* Required task A: Please condense the paragraph beginning "The English officials with the Archbishops" from the passage on the 1534 revolt in Dublin, keeping its main facts.
* Required task B: Reproduce the section of the passage on the 1534 revolt in Dublin starting with "Loid Thomas could" and going on through "Kildare and Ofaly.", with "citizens" changed to "townspeople".
* Required task C: Extend the passage on the 1534 revolt in Dublin with the next part, picking up after its final sentence.

* Supplied text:
==*==

The English officials with the Archbishops of Armagh and Dublin were assembled in council in St. Mary’s Abbey on St. Barnaby’s Day, the 11th June 1534, when the young lord, surrounded by his armed followers, burst into the chamber, tore off his robes of office and showed himself in complete mail; then, flinging the sword of state upon the council table, he renounced his allegiance to the English monarch. To all appearance, after nearly four centuries of domination, the English rule in Ireland had collapsed in a moment.

Loid Thomas could have seized the Castle, but a quixotic scruple induced him first solemnly to, divest himself of his office and fealty. On leaving St. Mary’s Abbey he found that the citizens had shut the gates against him, and he returned to Kilmainham to provide for the garrisoning of his castles in Kildare and Ofaly.

Reinforced by some Irish chieftains he returned to beleaguer Dublin; and, after a short siege, scarcity of provisions and water compelled a surrender of the city, though not including the Castle, which was strongly held by its Constable, John White.

==*==

* Supplied information:
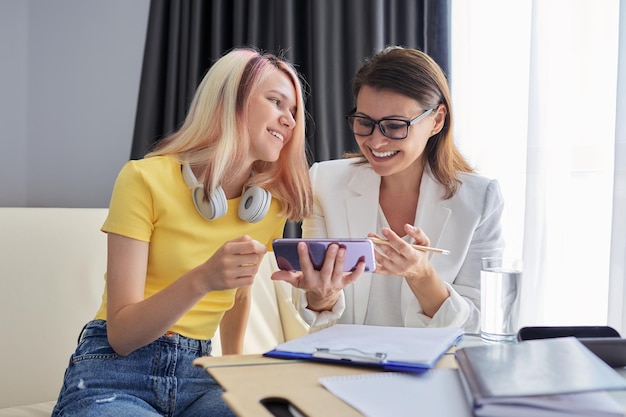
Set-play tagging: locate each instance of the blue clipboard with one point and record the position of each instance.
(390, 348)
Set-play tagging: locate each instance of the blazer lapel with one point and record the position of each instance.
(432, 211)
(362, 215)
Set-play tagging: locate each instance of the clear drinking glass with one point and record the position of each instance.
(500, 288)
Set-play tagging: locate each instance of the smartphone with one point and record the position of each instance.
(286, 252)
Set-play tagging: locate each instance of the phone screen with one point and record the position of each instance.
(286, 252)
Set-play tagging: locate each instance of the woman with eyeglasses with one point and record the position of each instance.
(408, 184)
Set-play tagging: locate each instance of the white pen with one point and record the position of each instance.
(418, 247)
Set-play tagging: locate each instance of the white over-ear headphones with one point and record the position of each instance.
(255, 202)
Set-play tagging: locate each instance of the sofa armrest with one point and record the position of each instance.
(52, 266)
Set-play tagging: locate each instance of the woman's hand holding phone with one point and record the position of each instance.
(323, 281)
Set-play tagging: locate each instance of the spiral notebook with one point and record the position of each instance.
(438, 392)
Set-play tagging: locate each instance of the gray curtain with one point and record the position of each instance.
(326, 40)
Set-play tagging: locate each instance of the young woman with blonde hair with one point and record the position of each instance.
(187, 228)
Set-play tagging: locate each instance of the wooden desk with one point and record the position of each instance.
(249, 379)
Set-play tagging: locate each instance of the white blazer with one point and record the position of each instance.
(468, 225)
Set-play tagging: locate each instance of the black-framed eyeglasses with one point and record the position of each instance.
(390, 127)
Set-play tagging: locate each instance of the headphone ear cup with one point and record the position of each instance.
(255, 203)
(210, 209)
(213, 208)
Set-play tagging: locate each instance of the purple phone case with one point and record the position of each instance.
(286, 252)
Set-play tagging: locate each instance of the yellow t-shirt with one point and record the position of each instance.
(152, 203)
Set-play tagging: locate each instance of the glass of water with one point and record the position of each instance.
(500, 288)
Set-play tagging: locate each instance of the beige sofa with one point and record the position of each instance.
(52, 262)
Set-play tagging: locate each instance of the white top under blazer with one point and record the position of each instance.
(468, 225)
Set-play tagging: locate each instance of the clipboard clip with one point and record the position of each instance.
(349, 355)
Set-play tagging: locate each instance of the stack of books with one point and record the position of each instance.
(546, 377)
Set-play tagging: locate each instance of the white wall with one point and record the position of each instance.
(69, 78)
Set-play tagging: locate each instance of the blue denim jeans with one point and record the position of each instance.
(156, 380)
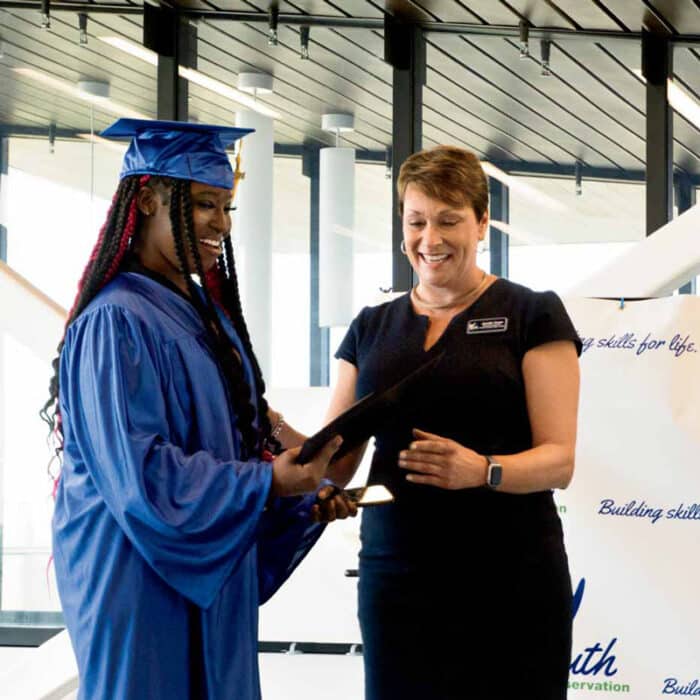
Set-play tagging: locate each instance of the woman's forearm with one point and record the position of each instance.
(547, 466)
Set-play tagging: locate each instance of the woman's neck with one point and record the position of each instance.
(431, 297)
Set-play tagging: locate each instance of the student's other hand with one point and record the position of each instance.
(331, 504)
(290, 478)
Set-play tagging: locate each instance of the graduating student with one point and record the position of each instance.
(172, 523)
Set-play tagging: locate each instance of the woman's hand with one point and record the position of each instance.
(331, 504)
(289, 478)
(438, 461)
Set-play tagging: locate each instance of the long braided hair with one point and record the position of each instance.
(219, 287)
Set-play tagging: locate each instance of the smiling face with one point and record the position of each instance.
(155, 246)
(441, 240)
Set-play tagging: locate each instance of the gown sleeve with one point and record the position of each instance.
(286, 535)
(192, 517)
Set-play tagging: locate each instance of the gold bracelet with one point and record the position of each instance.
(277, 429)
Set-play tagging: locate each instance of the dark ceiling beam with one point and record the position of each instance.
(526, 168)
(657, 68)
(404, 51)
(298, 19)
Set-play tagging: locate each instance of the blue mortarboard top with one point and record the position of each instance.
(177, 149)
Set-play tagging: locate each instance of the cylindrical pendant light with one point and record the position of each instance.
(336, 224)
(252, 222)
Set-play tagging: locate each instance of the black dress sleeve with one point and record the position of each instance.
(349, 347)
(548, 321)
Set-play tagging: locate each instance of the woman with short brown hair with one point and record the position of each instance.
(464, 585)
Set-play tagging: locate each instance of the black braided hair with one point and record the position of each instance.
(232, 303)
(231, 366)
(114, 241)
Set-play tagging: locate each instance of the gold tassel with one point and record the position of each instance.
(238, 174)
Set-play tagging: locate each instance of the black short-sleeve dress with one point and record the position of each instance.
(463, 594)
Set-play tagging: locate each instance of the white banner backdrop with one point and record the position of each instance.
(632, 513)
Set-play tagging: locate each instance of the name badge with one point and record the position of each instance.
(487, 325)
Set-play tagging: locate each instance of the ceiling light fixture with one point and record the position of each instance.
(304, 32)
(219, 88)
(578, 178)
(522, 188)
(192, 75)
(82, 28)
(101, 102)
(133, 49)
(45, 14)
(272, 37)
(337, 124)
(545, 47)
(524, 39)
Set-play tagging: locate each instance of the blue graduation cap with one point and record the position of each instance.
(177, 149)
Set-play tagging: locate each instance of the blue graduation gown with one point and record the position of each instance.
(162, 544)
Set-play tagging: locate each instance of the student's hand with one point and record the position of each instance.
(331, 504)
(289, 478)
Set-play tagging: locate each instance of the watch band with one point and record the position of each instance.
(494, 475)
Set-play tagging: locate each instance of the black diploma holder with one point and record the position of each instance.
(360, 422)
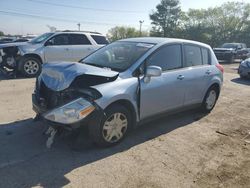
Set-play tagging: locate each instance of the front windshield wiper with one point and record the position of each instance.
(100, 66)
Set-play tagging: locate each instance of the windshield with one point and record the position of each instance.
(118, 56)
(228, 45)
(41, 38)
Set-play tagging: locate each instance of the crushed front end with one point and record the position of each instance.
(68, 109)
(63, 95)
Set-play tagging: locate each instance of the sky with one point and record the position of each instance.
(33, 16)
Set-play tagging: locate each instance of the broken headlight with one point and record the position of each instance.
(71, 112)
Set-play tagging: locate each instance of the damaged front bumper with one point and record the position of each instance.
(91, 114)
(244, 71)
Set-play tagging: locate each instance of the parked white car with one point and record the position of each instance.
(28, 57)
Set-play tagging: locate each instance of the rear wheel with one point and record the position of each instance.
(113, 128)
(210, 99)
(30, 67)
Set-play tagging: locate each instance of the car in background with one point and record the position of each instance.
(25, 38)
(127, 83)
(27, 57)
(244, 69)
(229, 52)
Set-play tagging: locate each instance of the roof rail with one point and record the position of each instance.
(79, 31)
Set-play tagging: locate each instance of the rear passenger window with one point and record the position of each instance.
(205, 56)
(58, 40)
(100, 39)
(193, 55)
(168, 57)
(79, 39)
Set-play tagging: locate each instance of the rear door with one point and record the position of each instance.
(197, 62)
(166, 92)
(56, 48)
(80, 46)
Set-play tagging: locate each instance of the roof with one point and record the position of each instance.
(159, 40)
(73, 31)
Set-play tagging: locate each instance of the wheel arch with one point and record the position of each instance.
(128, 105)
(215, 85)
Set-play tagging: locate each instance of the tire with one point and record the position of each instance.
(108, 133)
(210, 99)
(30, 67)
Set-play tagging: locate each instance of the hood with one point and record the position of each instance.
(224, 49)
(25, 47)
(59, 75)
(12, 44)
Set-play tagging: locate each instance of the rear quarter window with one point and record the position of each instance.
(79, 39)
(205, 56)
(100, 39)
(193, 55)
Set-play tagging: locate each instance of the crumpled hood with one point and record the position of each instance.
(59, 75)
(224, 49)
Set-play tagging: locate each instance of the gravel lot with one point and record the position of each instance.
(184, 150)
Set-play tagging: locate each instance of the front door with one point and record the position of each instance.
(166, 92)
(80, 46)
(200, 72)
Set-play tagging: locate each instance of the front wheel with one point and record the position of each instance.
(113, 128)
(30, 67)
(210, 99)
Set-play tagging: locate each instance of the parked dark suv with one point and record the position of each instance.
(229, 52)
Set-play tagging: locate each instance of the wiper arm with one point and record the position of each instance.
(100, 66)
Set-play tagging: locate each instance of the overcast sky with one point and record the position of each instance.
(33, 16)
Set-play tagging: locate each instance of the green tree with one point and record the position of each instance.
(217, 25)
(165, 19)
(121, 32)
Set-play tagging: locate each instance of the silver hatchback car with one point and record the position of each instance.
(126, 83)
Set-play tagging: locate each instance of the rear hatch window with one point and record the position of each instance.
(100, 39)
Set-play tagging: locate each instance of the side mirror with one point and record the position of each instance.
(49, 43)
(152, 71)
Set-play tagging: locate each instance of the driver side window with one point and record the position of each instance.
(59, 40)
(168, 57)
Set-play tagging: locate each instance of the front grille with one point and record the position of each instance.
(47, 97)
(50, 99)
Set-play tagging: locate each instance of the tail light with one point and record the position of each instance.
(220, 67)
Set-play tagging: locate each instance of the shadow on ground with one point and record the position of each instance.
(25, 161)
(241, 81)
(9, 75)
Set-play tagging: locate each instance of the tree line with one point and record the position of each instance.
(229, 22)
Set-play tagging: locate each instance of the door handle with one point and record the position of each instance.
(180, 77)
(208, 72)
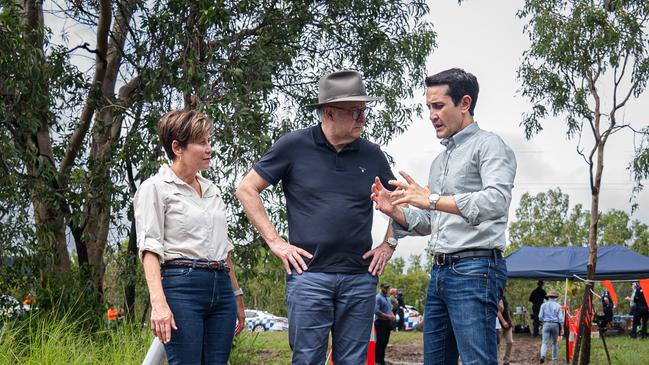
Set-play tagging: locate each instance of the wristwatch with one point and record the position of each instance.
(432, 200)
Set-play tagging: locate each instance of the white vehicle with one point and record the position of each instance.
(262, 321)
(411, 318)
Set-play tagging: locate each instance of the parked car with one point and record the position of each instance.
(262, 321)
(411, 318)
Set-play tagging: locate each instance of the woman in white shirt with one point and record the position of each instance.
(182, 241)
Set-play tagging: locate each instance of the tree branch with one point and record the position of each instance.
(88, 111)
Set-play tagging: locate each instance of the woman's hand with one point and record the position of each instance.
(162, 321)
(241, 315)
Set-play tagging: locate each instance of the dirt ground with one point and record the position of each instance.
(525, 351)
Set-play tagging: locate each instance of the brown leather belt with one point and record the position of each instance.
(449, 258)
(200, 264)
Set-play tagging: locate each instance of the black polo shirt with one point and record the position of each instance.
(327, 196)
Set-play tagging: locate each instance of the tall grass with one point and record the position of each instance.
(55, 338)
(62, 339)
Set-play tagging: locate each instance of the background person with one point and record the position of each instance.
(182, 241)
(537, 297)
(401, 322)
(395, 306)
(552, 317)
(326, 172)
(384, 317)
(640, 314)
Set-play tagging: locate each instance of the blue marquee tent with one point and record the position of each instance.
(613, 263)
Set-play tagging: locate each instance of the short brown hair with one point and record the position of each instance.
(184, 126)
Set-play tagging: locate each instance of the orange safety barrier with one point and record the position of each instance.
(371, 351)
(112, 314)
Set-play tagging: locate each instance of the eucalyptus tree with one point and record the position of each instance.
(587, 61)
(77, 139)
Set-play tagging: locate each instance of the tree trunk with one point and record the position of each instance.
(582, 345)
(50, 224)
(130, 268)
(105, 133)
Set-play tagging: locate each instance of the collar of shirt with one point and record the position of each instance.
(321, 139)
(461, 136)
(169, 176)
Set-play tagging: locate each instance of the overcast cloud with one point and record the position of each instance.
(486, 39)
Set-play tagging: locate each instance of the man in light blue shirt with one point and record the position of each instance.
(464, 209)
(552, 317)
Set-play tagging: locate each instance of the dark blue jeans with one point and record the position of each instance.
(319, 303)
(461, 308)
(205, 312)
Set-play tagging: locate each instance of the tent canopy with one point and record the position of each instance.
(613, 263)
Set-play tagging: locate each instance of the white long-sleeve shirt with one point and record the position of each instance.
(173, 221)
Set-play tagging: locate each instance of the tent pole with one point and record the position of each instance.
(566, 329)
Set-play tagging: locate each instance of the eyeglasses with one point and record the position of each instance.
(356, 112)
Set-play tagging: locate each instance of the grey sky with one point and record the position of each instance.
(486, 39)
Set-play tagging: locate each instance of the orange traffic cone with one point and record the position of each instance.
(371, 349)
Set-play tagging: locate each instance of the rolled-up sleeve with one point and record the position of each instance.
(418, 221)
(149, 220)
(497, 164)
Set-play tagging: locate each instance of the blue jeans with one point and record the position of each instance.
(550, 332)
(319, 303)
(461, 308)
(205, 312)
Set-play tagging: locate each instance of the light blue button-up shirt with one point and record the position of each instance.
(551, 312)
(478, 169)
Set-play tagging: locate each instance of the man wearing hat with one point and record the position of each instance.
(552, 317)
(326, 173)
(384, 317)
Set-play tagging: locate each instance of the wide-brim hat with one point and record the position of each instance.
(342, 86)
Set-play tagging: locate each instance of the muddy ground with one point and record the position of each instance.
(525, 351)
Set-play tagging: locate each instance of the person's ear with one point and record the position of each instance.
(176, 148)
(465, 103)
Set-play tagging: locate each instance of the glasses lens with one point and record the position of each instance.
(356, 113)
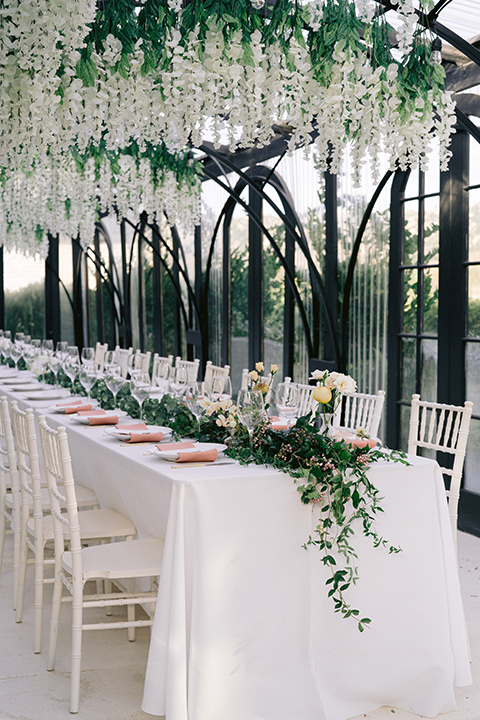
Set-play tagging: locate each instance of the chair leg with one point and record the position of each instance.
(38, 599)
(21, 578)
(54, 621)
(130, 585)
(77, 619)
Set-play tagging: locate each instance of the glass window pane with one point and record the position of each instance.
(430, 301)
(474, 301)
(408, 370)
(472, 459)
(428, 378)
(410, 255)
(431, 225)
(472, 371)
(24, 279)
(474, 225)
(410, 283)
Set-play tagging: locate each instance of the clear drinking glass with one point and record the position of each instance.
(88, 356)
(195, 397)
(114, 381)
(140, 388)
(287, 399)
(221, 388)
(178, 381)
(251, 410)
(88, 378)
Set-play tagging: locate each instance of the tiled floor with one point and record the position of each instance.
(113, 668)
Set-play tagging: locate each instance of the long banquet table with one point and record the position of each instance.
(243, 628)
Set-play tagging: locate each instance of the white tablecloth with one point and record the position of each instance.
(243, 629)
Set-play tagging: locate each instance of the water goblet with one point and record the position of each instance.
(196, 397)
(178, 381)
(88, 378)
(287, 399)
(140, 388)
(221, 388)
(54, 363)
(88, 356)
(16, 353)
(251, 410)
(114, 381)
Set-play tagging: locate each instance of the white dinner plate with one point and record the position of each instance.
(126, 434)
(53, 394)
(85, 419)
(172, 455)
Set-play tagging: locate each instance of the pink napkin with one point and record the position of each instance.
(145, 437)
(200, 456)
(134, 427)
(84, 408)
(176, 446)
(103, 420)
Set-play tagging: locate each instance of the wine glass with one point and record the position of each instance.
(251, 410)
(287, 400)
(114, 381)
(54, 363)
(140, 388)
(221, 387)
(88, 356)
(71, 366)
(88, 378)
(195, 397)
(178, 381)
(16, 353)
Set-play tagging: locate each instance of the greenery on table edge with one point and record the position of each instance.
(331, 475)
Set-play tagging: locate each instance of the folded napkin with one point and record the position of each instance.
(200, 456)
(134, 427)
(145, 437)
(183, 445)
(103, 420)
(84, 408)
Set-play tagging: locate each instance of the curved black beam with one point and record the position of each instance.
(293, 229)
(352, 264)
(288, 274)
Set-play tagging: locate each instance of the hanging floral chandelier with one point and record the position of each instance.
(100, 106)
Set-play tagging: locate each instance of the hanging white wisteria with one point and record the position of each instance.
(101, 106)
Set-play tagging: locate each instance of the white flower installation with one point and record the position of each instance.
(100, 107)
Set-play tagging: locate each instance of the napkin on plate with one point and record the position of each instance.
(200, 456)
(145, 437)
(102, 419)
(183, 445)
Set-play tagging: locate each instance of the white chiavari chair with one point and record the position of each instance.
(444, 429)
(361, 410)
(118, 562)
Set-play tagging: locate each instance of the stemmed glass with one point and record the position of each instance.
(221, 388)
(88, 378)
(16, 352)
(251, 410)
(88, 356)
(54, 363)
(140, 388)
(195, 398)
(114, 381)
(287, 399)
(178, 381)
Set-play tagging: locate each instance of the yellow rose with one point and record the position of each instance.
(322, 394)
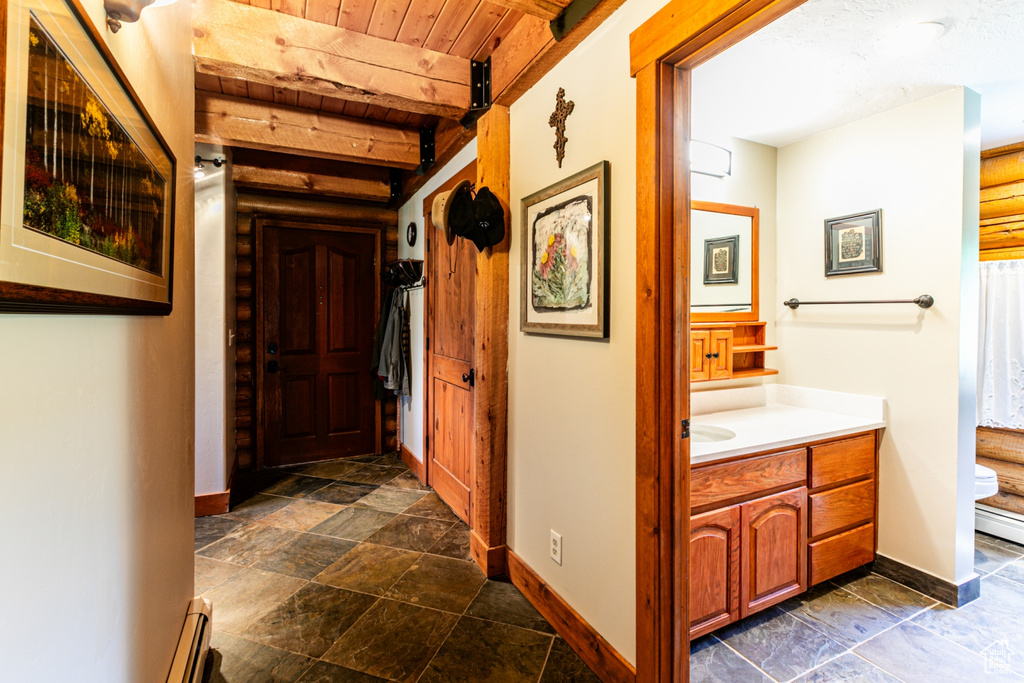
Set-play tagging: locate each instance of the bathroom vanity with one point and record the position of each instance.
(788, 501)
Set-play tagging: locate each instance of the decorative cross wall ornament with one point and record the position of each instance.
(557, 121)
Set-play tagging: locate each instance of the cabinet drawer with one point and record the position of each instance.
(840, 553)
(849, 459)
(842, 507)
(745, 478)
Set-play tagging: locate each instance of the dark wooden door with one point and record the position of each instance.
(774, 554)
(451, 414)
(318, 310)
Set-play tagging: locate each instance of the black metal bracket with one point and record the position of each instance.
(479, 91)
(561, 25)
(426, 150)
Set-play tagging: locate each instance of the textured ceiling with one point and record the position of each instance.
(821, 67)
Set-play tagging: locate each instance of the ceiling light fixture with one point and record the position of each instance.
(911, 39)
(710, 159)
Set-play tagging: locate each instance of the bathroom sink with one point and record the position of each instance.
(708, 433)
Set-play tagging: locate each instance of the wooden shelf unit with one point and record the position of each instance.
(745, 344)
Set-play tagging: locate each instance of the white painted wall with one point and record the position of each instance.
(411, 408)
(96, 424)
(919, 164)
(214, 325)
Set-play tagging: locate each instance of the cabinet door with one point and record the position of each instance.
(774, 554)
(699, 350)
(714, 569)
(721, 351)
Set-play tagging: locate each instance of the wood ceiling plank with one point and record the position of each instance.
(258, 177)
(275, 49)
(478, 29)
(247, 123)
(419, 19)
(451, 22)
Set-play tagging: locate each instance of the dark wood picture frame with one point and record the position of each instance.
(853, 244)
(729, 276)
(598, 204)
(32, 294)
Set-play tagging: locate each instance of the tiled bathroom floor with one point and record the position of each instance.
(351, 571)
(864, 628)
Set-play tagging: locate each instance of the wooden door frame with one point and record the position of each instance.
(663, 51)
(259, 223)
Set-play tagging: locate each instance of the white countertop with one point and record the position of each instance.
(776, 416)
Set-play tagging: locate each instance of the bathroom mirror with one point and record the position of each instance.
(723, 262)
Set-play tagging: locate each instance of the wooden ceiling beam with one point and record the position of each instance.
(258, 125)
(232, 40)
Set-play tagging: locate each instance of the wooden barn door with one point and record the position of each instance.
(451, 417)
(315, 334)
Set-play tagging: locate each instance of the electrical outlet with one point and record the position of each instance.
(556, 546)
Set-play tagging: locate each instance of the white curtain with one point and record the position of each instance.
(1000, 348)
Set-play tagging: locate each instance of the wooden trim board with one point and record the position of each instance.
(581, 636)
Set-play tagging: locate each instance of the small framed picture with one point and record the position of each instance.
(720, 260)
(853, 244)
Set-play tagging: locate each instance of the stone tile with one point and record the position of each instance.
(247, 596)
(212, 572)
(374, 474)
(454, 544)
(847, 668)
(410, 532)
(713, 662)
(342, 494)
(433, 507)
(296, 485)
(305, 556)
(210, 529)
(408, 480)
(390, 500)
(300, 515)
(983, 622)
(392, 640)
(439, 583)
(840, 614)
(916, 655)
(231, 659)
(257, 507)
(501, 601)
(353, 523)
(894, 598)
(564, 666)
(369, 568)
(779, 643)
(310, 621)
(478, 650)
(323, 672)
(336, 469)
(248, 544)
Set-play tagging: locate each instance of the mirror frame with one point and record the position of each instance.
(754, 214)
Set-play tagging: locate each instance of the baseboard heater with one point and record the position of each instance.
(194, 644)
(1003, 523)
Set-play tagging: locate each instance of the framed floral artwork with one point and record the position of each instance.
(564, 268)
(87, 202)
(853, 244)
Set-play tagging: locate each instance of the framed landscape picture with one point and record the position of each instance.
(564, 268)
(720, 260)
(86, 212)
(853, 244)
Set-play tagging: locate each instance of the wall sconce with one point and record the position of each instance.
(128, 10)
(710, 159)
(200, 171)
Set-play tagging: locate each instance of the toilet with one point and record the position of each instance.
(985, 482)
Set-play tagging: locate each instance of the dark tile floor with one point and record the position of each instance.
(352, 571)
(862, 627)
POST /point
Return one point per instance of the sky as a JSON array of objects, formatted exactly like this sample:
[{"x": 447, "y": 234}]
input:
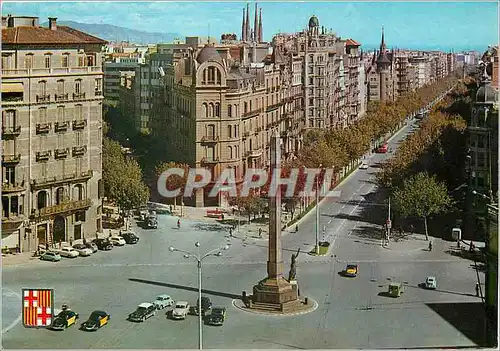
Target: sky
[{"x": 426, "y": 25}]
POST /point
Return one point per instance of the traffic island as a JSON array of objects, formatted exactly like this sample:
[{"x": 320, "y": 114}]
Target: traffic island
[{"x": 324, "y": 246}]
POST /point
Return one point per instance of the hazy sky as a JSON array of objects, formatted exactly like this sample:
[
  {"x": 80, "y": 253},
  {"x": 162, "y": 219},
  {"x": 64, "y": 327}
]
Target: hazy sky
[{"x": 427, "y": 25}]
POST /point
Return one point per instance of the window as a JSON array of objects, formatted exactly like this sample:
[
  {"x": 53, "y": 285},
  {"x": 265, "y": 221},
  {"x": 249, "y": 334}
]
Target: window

==*==

* Answer A: On 11 June 1534, St. Barnaby's Day, the English officials and the Archbishops of Armagh and Dublin were meeting in council at St. Mary's Abbey. The young lord and his armed followers burst in. He tore off his robes of office to show full mail, threw the sword of state on the council table and renounced his allegiance to the English monarch. After nearly four centuries, English rule in Ireland appeared to have collapsed in a moment.

* Answer B:
Loid Thomas could have seized the Castle, but a quixotic scruple induced him first solemnly to, divest himself of his office and fealty. On leaving St. Mary’s Abbey he found that the townspeople had shut the gates against him, and he returned to Kilmainham to provide for the garrisoning of his castles in Kildare and Ofaly.

* Answer C:
The *Annals of *the Four Masters inform us that ‘he took Dublin from Newgate outwards.’ Meantime Archbishop Allen, knowing in what deadly peril he stood of the revenge of the Geraldines, determined on flight; ‘and being in ship to depart towards England,’ (Campion) **he was wrecked near Howth, and conveyed to Artane, where he was brought before Lord Thomas, and on a hasty command to ‘take the clown away,’ was butchered by his retainers, or, as it is stated in a letter of the Prior of Kilmainham, was ’ murdered in his sight and by his command.’

For this act he and certain of his followers were solemnly excommunicated in St. Patrick’s Cathedral. But Henry VIII. was not a monarch to be thus trifled with. He at once despatched Sir William Skeffington, ‘whom the Irishmen call the Gunner, because hee was preferred from that office of the King; Master-gunner *(i.e. *Master of the Ordnance) to governe them.’

Landing in Dublin, he at once relieved the Castle, and, marching into Kildare, stormed the great Geraldine stronghold of Maynooth, hitherto supposed to be impregnable. This success was probably due to his battering train, of heavier metal than had yet been known in Ireland, but is commonly attributed to the treachery of its warden, Christopher Parris, or Ap Harris, a foster-brother of Lord Thomas, who stipulated for a reward of his treachery.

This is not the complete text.